● **Short exercise**
Copy every row below word for word, changing nothing.

● **Exercise data**
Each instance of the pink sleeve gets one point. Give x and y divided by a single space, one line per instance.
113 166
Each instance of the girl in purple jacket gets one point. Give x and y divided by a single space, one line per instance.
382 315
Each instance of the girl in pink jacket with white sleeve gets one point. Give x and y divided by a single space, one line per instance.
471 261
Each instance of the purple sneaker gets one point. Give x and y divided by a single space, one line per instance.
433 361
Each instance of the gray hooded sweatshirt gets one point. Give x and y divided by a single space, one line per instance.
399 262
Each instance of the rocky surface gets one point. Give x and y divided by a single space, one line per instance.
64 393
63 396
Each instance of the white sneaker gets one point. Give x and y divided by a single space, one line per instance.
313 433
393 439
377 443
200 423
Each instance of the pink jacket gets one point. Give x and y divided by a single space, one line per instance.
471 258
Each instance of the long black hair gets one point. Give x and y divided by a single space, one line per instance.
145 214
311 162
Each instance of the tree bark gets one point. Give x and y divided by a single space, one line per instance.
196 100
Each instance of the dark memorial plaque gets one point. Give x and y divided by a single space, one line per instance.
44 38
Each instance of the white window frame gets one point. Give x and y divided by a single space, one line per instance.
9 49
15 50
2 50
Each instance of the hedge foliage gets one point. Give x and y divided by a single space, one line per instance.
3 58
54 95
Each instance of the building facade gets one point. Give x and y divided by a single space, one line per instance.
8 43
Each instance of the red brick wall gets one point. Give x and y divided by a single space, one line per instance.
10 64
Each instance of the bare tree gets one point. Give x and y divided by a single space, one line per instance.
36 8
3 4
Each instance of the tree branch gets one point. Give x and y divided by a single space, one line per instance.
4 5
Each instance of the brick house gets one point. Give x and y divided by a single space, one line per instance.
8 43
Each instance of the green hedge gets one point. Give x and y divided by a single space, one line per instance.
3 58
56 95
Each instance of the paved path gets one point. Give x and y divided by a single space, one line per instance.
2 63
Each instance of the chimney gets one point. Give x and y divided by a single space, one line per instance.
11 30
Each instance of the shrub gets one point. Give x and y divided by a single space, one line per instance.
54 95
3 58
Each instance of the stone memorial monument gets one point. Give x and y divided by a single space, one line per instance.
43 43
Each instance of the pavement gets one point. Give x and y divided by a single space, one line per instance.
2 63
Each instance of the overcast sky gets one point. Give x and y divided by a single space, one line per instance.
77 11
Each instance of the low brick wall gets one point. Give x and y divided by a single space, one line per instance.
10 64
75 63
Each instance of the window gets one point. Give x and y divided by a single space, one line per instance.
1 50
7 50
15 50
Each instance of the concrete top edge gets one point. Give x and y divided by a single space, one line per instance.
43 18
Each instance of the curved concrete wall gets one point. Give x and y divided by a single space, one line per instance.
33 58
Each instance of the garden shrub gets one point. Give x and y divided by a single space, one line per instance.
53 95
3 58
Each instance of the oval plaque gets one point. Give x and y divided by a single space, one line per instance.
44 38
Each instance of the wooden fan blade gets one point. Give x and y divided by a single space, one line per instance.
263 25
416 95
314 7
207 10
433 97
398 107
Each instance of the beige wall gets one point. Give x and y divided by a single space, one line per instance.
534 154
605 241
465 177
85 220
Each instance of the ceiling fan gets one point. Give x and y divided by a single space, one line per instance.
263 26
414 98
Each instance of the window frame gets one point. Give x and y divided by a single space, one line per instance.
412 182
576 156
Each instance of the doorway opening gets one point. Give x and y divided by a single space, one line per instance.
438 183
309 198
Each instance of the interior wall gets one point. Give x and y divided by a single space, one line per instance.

● **Output for this exercise**
Each instance of the pink sleeve gets one point. Give x and y divided by a single space, one line per instance.
113 166
Each instance of the girl in purple jacket gets one point. Give x and y divided by a single space, one line per instance.
382 315
Each instance of the girl in pink jacket with white sleeve gets one point. Give x and y divided by a single space, one line per instance.
471 261
Each instance of the purple sneaker gets one point. Give x and y divided by a single space, one line per instance.
433 361
Each instance of the gray hooded sweatshirt gets one point. Give x and y divided by a single space, one line per instance.
399 262
Each instance of the rocky surface gets one point. Give x and y divided by a single space, one line per instance.
64 393
63 396
Each instance of the white sneaker gets one point. Give x and y divided by a single space, one line per instance.
313 433
393 439
377 443
200 423
Each instance of the pink jacket gets one point. Give x and y divided by a single space, one line per instance.
471 258
Each instance of the long black hair gets one point. Give x and y divided by a single space, one line per instance.
145 214
311 162
Each instance of the tree bark gets one point. Give x and y divided by a single space, one line per instance.
196 100
Each instance of the dark memorial plaque gets one point. Give x and y divided by a single space, one line per instance.
44 38
Each instance of the white window frame gets one point. Give x and y divided by a single space, one line per instance.
9 49
15 50
2 50
Each instance of the hedge foliage gets one point. Give x and y divided by a single space, one line per instance.
3 58
54 95
Each instance of the building facade gets one point. Give x and y divided by a single space, one line per instance.
8 43
Each instance of the red brick wall gets one point. Give x and y divided by a single space, one line per instance.
10 64
Each instance of the bare tree gets one point. Give x and y divided by a single space, one line per instance.
36 8
3 4
Each instance of the tree branch gets one point. Give x and y divided by a single space, one line per instance.
4 5
Each instance of the brick house gets one point. Give x and y divided by a single space, one line per instance.
8 43
Each instance of the green hedge gets one point. Give x and y divided by a single space, one line per instance.
3 58
56 95
Each instance of the paved path gets one point. Give x and y divided by a single space, one line per instance.
2 63
Each instance of the chimney gets one point. Give x and y divided by a single space, one line per instance.
11 30
Each instance of the shrub gets one point. Give x and y divided by a single space, one line per instance.
54 95
3 58
Each instance of the stone memorial monument gets one point. Give x and y divided by a single space, one line per instance.
43 43
Each instance of the pavement gets one point. Give x and y divided by a single space, one line per instance.
2 63
Each instance of the overcast sky gets one point. Give x and y divided by a single space, one line per instance.
77 11
Each instance of the low brick wall gets one point. Give x and y divided by a single space, one line per instance.
10 64
75 63
Each instance of the window gets one point. Give x and y divided by a single space, one line per instance.
1 50
7 50
15 50
Each instance of the concrete top edge gets one point. Give x and y divided by a single space, one line per instance.
43 18
Each instance of the curved concrete wall gets one point. Give x and y divided by a single space, one line per instance.
33 58
Each instance of the garden shrub gets one point. Give x and y divided by a single space, one line per instance.
53 95
3 58
Each instance of the oval plaque gets one point. Give x and y divided by a single space, one line per instance.
44 38
Each instance of the wooden fan blade gets one point. Give x and y divided by a single space, one line per instance.
263 25
416 95
314 7
207 10
433 97
398 107
Each instance of the beige wall gets one point. Give x and y divided by a single space, one line per instance.
534 154
605 241
465 177
85 220
Each instance of the ceiling fan gets one point. Give x and y divided by a single space, one line per instance.
263 26
414 98
Each instance of the window frame gets one point. Give x and y divided by a single space, one line per instance.
412 182
576 156
Each instance of the doorway opening gets one point. Give x and y divided by a single space, one line per instance.
438 183
309 198
Each instance of the interior wall gets one point. Give x and y divided by a single space, one line per instance.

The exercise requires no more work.